------ Page text ------

His interest soon veered to film, taking classes at City College of San Francisco. While getting his super 8 films developed at Harvey Milk's Castro Camera store, he met a group of fellow fledgeling filmmakers. Together with Daniel Nicoletta, Ric Mears and others, Huestis founded the San Francisco Gay Film Festival, now the oldest and largest of its ilk. In 2001, in honor of the 25th Anniversary of the Festival, Huestis and the founding members were given the Frameline Film Festival Award.

------ Raw data ------

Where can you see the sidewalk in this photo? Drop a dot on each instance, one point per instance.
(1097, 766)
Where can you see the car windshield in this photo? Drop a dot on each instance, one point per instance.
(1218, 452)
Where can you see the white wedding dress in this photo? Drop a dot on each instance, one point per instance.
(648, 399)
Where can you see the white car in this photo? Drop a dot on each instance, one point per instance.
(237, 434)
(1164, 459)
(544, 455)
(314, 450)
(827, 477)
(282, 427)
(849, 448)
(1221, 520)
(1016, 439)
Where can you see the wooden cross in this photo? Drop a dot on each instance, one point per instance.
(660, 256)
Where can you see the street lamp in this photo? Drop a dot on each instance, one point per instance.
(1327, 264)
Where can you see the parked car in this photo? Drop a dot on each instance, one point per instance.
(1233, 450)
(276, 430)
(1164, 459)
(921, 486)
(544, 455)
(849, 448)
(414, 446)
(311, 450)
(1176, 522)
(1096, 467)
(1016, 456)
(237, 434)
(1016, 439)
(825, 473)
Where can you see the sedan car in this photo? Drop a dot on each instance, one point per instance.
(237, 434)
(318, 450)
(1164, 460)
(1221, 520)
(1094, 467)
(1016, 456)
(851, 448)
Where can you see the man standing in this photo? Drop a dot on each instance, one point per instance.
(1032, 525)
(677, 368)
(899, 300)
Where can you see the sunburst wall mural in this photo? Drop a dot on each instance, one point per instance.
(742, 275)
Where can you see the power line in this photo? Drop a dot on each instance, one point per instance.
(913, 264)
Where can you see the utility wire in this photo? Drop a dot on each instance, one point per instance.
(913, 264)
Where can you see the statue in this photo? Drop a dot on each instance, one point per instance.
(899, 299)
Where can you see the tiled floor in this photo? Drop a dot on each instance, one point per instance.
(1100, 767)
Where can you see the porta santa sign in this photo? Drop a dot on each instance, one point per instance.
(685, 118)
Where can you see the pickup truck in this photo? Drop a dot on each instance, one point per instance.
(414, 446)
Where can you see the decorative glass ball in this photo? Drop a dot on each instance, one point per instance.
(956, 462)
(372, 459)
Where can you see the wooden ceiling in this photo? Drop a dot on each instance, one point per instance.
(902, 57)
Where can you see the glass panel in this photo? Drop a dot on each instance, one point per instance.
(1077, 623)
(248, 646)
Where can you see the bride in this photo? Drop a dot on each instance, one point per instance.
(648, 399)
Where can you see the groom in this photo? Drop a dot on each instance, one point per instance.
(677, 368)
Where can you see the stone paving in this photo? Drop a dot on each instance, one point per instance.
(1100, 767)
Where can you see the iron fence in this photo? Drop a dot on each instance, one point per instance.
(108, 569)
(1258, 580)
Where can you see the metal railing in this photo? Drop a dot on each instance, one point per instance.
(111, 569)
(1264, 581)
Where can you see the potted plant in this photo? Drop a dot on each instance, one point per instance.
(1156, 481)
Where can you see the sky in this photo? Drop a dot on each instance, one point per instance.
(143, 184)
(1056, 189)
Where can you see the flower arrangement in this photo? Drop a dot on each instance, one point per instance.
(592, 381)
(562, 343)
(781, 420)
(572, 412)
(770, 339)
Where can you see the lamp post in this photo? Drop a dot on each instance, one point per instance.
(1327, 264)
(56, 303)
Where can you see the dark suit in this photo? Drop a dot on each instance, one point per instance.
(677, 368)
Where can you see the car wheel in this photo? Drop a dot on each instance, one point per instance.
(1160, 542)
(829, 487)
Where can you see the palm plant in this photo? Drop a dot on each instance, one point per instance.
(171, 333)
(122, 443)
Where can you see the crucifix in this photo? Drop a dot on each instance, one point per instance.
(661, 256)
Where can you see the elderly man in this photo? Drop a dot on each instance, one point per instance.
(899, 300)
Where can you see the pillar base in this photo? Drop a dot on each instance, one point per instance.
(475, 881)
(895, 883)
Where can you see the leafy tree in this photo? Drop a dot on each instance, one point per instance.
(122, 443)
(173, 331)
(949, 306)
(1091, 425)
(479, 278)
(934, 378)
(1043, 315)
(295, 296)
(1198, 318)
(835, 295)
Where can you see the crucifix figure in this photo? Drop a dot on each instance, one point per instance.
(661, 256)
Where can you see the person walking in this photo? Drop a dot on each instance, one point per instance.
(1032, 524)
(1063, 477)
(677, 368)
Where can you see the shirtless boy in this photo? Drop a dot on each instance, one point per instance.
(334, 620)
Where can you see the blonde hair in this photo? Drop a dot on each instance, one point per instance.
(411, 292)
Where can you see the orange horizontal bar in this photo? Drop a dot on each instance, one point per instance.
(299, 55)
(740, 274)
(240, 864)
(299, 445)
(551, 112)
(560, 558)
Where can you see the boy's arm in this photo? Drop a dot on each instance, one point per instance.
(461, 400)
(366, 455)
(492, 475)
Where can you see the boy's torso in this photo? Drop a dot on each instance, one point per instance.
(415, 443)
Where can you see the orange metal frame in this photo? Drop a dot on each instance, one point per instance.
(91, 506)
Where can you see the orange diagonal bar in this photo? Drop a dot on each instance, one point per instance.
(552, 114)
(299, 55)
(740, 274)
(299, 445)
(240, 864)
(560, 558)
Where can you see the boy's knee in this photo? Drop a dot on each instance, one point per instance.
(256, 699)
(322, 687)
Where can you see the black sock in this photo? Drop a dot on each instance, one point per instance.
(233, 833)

------

Exercise tasks:
1 > From the passage about Huestis, set down word for word the part that begins with the words "His interest soon" and ends with "Film Festival Award.".
2 > Summarize the passage about Huestis in two sentences.

Answers given:
1 >
His interest soon veered to film, taking classes at City College of San Francisco. While getting his super 8 films developed at Harvey Milk's Castro Camera store, he met a group of fellow fledgeling filmmakers. Together with Daniel Nicoletta, Ric Mears and others, Huestis founded the San Francisco Gay Film Festival, now the oldest and largest of its ilk. In 2001, in honor of the 25th Anniversary of the Festival, Huestis and the founding members were given the Frameline Film Festival Award.

2 > Huestis turned to film and took classes at City College of San Francisco. At Harvey Milk's Castro Camera store he met other new filmmakers, and with Daniel Nicoletta, Ric Mears and others he founded the San Francisco Gay Film Festival, for which he and the other founders received the Frameline Film Festival Award in 2001.